[Exercise tasks]
[1] In the Halloween notes, what costume will Z wear this year?
[2] Using the Halloween notes, decide whether each statement agrees with the text, answering yes or no and quoting the words that decide it: (a) The family's Halloween decorations are set up outdoors. (b) The small purple fake Christmas tree is also used for Mardi Gras. (c) All of the Halloween giveaways on PRIZEY have already ended.
[3] According to the Halloween notes, why are all of the family's decorations indoors?

[Given passage]

⟨

Notes on preparations for Halloween 2009

Notes on preparations for Halloween 2009
Z disguises herself as a stick.
Are you ready to enjoy Halloween with your children? Here are a few Halloween announcements and notes from our family.

Halloween at our house


Z will be dressing up this year as a fairy riding a unicorn. It's a part-handmade, part DIY hack costume that makes use of the horse from her ladybug-cowgirl costume two years back and may end up incorporating elements from her hippo-princess costume last year.

We put up our Halloween decorations last night. These are all internal, as we live outside town and won't see any trick-or-treaters at our place. That means indoor lights (red/orange/yellow LED bulbs and a string of skeleton lights) and the decoration of a small purple fake Christmas tree with homemade Halloween ornaments (it also gets pulled out for Mardi Gras). As we decorated the tree, Z proudly noted each of the ornaments she had made, and asked which of us had made each of the others.

Win something Halloweeny


We've rounded up dozens of Halloween giveaways on PRIZEY. Most are still live, and users are adding last-minute ones to a rolling list. Take a look.

⟩

[Information provided]

⟨

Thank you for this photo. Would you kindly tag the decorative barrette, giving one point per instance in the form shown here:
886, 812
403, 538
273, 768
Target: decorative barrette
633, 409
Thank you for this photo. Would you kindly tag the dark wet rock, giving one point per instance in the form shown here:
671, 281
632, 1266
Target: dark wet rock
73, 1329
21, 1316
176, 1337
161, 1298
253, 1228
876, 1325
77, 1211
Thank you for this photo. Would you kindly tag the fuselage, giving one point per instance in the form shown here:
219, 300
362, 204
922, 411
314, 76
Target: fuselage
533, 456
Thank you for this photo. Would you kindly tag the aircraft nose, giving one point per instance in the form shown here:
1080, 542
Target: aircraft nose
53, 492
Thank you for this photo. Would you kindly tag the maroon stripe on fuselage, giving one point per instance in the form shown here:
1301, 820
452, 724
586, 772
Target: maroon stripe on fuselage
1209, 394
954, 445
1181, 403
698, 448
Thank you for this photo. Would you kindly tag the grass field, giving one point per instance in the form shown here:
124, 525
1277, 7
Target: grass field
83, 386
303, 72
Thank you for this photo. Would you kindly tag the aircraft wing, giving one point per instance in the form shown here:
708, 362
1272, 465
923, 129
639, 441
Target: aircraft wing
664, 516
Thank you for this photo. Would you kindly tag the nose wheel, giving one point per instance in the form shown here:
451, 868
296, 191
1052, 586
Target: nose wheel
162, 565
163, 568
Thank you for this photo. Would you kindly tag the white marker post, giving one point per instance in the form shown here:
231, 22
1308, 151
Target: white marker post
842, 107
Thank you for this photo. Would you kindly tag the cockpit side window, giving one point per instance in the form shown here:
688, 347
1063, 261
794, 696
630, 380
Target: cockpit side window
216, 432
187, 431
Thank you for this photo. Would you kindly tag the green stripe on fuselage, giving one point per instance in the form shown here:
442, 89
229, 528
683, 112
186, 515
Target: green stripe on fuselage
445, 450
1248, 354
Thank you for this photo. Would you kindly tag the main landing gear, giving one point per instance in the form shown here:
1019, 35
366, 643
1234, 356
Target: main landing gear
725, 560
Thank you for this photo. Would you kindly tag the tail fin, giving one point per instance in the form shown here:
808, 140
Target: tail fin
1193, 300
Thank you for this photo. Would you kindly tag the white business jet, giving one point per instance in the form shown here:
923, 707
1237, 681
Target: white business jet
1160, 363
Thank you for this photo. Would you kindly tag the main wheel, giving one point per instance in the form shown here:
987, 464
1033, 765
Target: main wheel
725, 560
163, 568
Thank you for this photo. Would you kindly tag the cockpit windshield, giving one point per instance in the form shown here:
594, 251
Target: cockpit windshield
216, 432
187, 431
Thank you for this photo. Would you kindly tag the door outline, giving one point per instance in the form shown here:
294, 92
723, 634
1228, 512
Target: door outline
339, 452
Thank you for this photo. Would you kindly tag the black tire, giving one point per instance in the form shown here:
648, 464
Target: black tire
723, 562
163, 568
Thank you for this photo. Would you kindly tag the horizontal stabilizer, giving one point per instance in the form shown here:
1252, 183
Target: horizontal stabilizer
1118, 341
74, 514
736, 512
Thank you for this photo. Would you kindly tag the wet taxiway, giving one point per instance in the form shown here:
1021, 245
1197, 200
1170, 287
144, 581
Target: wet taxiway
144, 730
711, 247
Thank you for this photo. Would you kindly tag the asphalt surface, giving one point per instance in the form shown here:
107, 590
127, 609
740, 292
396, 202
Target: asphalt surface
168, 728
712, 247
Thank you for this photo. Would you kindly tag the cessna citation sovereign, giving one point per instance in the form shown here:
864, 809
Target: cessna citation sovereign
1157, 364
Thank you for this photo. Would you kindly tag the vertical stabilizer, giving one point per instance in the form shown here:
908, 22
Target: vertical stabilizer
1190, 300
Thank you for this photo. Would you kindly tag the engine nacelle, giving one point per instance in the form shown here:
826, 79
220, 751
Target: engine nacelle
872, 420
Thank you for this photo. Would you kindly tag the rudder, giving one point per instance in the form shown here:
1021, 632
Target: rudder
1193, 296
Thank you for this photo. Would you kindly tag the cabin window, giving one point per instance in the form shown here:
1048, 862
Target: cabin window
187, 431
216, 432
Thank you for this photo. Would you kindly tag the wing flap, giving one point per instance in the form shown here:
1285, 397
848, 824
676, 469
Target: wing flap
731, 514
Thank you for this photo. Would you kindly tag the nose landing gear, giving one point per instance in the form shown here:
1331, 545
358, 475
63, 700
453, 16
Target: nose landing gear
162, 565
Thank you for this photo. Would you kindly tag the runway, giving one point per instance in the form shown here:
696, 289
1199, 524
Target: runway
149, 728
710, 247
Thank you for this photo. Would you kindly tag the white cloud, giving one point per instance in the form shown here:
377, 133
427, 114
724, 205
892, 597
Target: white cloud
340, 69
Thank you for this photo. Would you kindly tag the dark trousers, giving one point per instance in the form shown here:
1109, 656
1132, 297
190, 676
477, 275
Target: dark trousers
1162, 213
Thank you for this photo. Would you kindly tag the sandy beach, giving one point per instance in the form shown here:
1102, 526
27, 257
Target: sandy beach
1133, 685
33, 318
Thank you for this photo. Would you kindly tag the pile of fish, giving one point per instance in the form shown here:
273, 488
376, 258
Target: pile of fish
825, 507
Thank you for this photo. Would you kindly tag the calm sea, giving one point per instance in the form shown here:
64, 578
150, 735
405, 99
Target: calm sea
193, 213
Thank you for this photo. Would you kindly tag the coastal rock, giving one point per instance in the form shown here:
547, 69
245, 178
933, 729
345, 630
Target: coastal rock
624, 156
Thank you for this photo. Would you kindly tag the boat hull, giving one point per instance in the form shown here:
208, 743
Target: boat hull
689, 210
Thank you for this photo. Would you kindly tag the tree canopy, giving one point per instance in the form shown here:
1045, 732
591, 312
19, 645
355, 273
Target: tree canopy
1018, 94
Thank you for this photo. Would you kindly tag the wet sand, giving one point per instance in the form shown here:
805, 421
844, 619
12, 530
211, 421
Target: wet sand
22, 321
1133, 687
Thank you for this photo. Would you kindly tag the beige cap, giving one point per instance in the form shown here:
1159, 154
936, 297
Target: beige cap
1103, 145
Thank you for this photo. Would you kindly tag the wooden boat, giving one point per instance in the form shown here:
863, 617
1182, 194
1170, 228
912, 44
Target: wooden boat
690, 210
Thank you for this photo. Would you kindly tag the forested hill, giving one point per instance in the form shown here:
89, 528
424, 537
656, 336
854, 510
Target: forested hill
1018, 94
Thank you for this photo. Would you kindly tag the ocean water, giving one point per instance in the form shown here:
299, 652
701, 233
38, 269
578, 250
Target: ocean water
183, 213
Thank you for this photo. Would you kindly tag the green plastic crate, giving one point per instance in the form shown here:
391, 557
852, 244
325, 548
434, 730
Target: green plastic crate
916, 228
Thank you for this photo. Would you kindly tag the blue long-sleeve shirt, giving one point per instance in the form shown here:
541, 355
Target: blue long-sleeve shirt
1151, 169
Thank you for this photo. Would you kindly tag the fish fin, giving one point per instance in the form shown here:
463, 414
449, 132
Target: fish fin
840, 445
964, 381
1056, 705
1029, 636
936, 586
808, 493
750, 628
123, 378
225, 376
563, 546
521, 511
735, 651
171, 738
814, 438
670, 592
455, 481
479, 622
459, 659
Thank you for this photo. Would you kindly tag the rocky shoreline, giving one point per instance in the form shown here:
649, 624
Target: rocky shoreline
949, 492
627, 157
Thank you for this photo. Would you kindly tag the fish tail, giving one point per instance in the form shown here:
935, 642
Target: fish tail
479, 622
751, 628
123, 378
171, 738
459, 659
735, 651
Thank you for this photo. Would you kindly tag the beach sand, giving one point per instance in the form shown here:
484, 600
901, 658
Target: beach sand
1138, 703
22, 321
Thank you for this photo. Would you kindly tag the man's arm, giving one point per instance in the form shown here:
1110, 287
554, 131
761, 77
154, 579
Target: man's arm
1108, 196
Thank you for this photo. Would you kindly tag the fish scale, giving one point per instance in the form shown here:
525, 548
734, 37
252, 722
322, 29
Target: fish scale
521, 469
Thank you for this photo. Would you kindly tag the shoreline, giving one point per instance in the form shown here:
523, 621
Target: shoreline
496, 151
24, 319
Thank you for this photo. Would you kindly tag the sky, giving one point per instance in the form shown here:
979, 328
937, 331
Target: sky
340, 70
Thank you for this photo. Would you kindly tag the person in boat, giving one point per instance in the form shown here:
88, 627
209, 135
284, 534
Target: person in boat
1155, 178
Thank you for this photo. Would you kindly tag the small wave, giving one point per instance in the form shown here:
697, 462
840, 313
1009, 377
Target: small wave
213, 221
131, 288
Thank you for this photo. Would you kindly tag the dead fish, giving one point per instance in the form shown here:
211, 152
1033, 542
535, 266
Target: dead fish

⟩

[Worked solutions]
[1] A fairy riding a unicorn.

[2]
(a) No: "These are all internal"
(b) Yes: "it also gets pulled out for Mardi Gras"
(c) No: "Most are still live"

[3] The family lives outside town and won't see any trick-or-treaters at their place, so they decorate only inside.